**Stated exercise**
Turn the records below into a Markdown table with the columns "n" and "Line", putting each line in its own row under a running row number. Leave out any blank lines.

Object pointing data rows

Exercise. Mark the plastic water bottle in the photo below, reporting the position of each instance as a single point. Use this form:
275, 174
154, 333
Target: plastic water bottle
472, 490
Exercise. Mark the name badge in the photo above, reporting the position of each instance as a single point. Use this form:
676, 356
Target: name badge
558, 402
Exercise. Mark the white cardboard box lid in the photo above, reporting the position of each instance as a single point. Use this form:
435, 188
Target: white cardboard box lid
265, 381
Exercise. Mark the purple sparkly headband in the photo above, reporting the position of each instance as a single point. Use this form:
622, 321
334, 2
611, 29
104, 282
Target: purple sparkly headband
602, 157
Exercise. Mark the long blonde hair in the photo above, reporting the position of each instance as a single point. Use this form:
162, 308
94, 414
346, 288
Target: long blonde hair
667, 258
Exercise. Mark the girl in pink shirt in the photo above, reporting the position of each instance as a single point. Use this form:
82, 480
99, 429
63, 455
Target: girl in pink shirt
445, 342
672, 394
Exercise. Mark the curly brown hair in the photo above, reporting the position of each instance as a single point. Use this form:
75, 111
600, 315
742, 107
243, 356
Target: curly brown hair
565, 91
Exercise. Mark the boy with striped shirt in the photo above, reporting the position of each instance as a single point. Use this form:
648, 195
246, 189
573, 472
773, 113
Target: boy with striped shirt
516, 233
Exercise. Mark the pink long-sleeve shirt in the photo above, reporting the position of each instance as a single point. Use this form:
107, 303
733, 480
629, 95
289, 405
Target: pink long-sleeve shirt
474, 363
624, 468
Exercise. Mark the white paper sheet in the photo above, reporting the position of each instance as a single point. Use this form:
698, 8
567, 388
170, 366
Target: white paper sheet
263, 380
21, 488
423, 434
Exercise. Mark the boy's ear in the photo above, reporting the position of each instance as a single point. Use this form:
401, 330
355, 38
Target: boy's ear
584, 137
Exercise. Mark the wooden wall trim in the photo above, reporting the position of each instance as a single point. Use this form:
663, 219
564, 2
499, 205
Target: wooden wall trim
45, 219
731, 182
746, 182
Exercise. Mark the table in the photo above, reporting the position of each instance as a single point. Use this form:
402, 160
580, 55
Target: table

**Answer below**
| n | Line |
|---|---|
| 1 | Exercise. Mark the plastic water bottle in the photo below, reporting the position of each instance as a single point. Use this form: |
| 2 | 275, 174 |
| 3 | 154, 333 |
| 4 | Target: plastic water bottle |
| 5 | 472, 490 |
| 6 | Exercise. Mark the name badge in the photo above, reporting the position of each instance as a single point. Use this form: |
| 7 | 676, 356 |
| 8 | Target: name badge |
| 9 | 558, 402 |
| 10 | Exercise. Mark the white cardboard box lid in the photo above, reporting the position of each instance as a single point. Use this form: |
| 11 | 435, 188 |
| 12 | Target: white cardboard box lid |
| 13 | 265, 381 |
| 14 | Exercise. Mark the purple sparkly headband in the photo above, reporting the position of each instance as a single point. Use this form: |
| 15 | 622, 321 |
| 16 | 334, 2 |
| 17 | 611, 29 |
| 18 | 104, 282 |
| 19 | Target: purple sparkly headband |
| 20 | 602, 157 |
| 21 | Exercise. Mark the long blonde hair in the photo above, reporting the position of each instance as a single point. Use this form: |
| 22 | 162, 308 |
| 23 | 94, 414 |
| 24 | 346, 288 |
| 25 | Target: long blonde hair |
| 26 | 667, 258 |
| 27 | Exercise. Mark the girl in pink shirt in the photo above, reporting the position of each instance as a single point. Use this form: |
| 28 | 82, 480 |
| 29 | 99, 429 |
| 30 | 63, 455 |
| 31 | Target: girl in pink shirt |
| 32 | 445, 342 |
| 33 | 672, 394 |
| 34 | Exercise. Mark the curly brown hair in the photo above, reporting the position of each instance as a single point. Use this form: |
| 35 | 75, 111 |
| 36 | 600, 315 |
| 37 | 742, 107 |
| 38 | 243, 356 |
| 39 | Target: curly brown hair |
| 40 | 565, 91 |
| 41 | Exercise. Mark the boy with striped shirt in the photo above, reporting the position of each instance as a single point. Use this form: |
| 42 | 648, 195 |
| 43 | 246, 189 |
| 44 | 573, 472 |
| 45 | 773, 113 |
| 46 | Target: boy with striped shirt |
| 47 | 516, 233 |
| 48 | Exercise. Mark the pink long-sleeve shirt in the photo above, reporting the position of each instance as a single point. Use this form: |
| 49 | 107, 303 |
| 50 | 733, 480 |
| 51 | 629, 95 |
| 52 | 289, 405 |
| 53 | Target: pink long-sleeve shirt |
| 54 | 474, 363 |
| 55 | 624, 468 |
| 56 | Exercise. Mark the white paper sheet in the photo above, reporting the position of each instance as a single point. Use this form: |
| 57 | 698, 8 |
| 58 | 567, 388 |
| 59 | 170, 366 |
| 60 | Target: white paper sheet |
| 61 | 263, 380 |
| 62 | 21, 488 |
| 63 | 423, 434 |
| 64 | Exercise. Mark the boy's ear in the photo above, reporting the position of each instance as a single point. Use this form: |
| 65 | 401, 330 |
| 66 | 355, 38 |
| 67 | Target: boy's ear |
| 68 | 584, 137 |
| 69 | Exercise. Mark the wooden wall trim in the photo above, reporting the position of each instance as a single point. Use this form: |
| 70 | 663, 219 |
| 71 | 564, 2 |
| 72 | 499, 205 |
| 73 | Target: wooden wall trim |
| 74 | 45, 219 |
| 75 | 731, 182 |
| 76 | 746, 182 |
| 77 | Exercise. Mark the table in the photo above, reporting the position of each instance as a single point. Use this form: |
| 78 | 402, 160 |
| 79 | 580, 55 |
| 80 | Target: table |